- _WHAT IS EXPECTED_: Every entry that follows must be written out exactly, apart from its pictures.

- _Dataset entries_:
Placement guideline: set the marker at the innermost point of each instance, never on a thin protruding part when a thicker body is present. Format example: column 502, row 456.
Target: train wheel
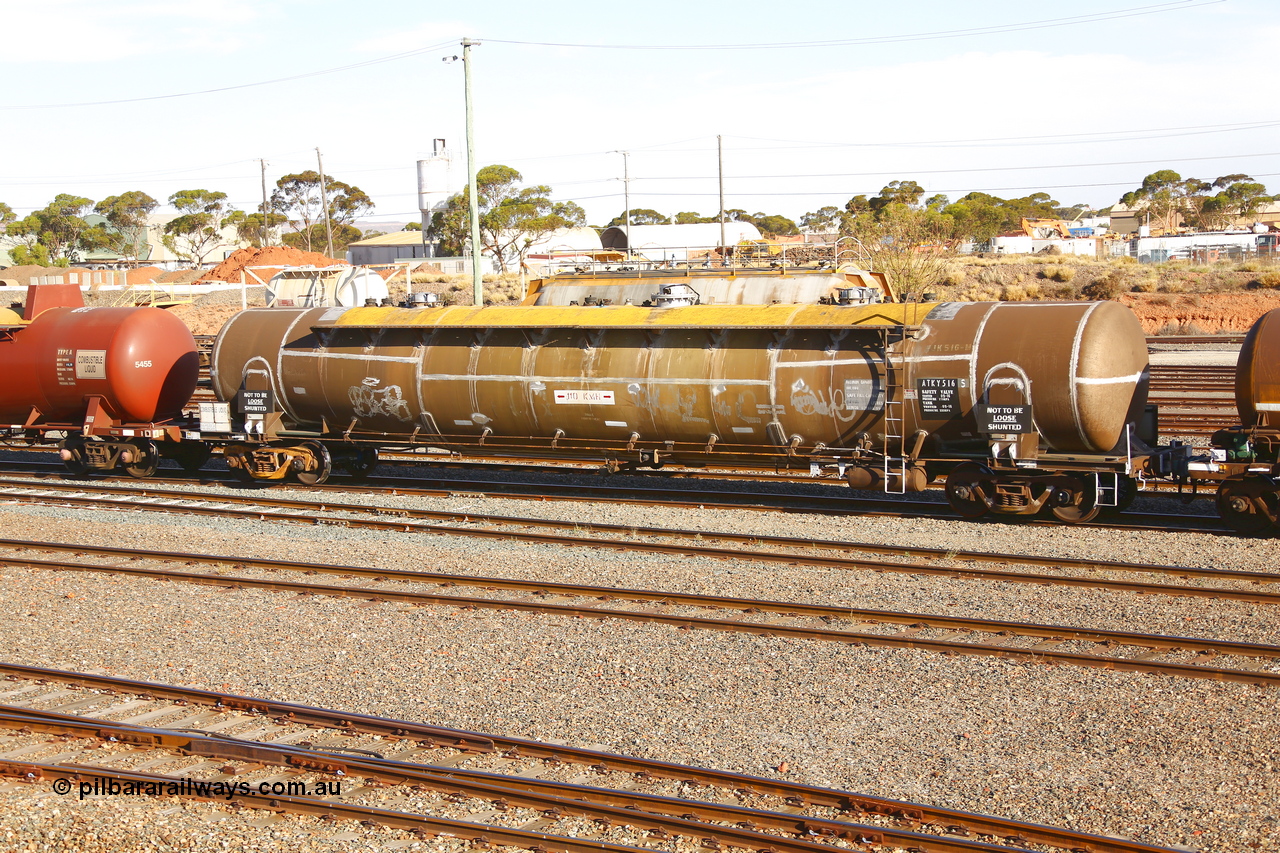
column 146, row 460
column 1248, row 503
column 967, row 489
column 1077, row 502
column 74, row 464
column 362, row 463
column 320, row 466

- _RESULT OF THE TASK_:
Placement guideline: set the marker at the innermost point of each instance, never on a thin protruding part when a thicker body is present. Format example: column 502, row 456.
Target: train wheel
column 146, row 460
column 1248, row 503
column 967, row 489
column 1077, row 502
column 74, row 464
column 362, row 463
column 320, row 466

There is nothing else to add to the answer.